- **WHAT YOU NEED TO DO**: Exactly reproduce the lines from the one holding "pixel 131 264" through the final line of the listing below, with both ends included and nothing else.

- **GIVEN INFORMATION**:
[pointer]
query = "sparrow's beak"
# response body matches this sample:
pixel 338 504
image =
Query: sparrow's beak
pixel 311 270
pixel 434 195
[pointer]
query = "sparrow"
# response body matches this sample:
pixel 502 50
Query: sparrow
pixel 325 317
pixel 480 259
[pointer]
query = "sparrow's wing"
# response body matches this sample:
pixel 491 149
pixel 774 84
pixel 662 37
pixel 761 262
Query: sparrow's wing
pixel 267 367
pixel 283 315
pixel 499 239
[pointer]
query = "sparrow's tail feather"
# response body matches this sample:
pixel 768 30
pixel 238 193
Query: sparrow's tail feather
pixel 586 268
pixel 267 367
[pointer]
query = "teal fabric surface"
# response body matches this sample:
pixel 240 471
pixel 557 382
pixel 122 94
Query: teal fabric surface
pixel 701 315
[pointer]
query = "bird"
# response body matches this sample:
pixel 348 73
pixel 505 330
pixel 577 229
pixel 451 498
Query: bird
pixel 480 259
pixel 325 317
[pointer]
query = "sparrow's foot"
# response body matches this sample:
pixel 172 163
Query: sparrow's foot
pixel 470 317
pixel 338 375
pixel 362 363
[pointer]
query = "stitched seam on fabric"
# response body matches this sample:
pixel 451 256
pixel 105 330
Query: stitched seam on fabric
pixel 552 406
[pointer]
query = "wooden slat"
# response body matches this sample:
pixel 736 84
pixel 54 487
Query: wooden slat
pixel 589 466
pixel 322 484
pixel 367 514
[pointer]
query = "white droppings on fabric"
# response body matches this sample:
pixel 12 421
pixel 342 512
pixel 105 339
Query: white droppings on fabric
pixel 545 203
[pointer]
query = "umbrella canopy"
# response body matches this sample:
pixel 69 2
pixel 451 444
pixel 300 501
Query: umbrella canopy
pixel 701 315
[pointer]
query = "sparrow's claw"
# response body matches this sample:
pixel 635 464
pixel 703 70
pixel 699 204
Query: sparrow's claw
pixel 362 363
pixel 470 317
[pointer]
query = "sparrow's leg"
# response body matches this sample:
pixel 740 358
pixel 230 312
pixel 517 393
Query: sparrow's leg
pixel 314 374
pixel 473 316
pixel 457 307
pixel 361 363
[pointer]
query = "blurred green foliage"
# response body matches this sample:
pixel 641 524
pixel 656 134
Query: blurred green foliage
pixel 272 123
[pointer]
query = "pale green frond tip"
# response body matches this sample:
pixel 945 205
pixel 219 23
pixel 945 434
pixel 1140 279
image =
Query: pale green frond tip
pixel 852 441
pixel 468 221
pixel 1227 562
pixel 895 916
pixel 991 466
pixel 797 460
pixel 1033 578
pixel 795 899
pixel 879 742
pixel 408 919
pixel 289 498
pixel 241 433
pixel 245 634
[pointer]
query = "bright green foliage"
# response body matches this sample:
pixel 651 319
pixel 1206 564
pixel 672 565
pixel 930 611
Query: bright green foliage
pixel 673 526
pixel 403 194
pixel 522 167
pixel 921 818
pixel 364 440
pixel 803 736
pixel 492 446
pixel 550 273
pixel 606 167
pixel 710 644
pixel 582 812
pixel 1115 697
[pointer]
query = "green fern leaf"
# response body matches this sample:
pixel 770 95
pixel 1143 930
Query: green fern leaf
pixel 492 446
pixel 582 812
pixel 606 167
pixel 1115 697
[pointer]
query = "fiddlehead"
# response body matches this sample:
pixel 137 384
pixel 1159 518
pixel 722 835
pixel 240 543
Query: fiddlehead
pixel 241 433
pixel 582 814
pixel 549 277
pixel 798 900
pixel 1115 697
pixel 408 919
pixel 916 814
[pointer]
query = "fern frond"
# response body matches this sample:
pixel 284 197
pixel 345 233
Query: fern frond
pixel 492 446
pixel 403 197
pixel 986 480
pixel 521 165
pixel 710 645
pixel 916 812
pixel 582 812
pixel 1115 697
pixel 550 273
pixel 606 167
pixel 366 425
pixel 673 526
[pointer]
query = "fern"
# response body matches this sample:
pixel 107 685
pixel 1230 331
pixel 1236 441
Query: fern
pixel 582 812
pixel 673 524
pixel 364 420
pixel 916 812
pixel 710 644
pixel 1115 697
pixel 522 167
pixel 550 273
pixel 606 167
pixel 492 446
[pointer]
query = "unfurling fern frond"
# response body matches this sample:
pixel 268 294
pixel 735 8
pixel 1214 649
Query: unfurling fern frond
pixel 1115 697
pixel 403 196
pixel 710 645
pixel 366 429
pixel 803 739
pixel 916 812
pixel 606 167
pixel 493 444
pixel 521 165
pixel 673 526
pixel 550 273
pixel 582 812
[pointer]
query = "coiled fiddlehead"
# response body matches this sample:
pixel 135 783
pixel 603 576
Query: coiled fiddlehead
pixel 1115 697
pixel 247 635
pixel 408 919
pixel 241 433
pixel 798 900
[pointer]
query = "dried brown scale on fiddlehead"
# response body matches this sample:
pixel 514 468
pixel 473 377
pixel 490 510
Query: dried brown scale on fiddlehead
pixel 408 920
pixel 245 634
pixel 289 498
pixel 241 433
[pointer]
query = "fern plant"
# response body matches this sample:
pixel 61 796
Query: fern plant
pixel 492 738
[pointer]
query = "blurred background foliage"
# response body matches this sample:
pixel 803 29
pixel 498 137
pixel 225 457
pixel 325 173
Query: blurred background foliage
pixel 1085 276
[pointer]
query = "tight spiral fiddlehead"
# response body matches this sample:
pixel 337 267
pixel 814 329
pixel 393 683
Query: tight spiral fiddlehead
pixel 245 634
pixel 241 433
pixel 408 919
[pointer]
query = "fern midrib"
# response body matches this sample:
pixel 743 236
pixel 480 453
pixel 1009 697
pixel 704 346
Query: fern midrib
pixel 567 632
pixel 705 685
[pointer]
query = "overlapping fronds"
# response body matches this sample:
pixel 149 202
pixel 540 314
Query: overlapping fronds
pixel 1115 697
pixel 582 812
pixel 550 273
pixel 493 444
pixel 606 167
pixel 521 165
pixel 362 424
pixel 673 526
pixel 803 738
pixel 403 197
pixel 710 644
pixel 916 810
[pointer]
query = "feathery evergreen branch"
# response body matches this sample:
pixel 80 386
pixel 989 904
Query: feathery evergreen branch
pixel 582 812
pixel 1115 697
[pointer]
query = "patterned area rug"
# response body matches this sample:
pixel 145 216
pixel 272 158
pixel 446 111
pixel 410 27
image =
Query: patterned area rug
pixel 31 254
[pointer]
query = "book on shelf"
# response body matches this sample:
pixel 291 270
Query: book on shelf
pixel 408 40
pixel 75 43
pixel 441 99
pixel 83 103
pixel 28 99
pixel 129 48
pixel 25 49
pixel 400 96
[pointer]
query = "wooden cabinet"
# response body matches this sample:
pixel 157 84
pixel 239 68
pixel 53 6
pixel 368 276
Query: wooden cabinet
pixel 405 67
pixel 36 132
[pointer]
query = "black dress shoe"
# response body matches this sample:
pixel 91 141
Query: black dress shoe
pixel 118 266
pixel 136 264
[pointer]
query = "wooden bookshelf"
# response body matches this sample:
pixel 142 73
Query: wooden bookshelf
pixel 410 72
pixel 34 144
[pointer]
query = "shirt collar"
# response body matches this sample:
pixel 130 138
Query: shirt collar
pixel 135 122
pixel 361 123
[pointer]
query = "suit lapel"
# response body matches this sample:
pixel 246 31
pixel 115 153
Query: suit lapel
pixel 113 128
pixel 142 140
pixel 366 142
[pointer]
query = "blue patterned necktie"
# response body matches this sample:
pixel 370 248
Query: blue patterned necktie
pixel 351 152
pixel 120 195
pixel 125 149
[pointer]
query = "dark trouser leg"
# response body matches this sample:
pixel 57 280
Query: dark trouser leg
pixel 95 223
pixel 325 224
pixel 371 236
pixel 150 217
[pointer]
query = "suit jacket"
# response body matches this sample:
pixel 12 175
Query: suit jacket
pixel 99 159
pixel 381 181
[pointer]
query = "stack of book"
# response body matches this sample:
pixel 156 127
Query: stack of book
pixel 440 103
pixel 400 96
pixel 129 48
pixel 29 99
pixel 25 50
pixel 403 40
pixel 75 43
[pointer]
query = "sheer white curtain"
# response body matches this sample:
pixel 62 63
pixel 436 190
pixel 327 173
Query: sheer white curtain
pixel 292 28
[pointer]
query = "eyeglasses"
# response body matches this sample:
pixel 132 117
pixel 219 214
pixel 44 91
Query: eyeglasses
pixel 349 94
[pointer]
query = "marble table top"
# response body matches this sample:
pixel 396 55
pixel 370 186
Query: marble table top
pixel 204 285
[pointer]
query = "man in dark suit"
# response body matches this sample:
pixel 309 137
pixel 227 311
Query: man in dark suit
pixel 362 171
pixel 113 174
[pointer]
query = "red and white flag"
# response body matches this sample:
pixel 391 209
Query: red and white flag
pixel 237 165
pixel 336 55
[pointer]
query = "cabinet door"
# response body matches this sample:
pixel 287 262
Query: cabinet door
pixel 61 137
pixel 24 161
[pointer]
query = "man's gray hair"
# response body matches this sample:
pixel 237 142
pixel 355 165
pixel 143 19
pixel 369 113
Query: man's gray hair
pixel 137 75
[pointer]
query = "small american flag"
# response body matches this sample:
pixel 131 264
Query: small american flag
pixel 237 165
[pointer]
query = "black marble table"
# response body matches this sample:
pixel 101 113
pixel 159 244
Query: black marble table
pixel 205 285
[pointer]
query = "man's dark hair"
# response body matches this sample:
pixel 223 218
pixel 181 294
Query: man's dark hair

- **ANSWER AREA**:
pixel 131 264
Query: small american flag
pixel 237 165
[pointer]
query = "black marble table"
# response body matches this sample:
pixel 101 113
pixel 159 244
Query: black marble table
pixel 205 285
[pointer]
query = "man's dark hair"
# response body matches this sample:
pixel 223 218
pixel 181 294
Query: man's dark hair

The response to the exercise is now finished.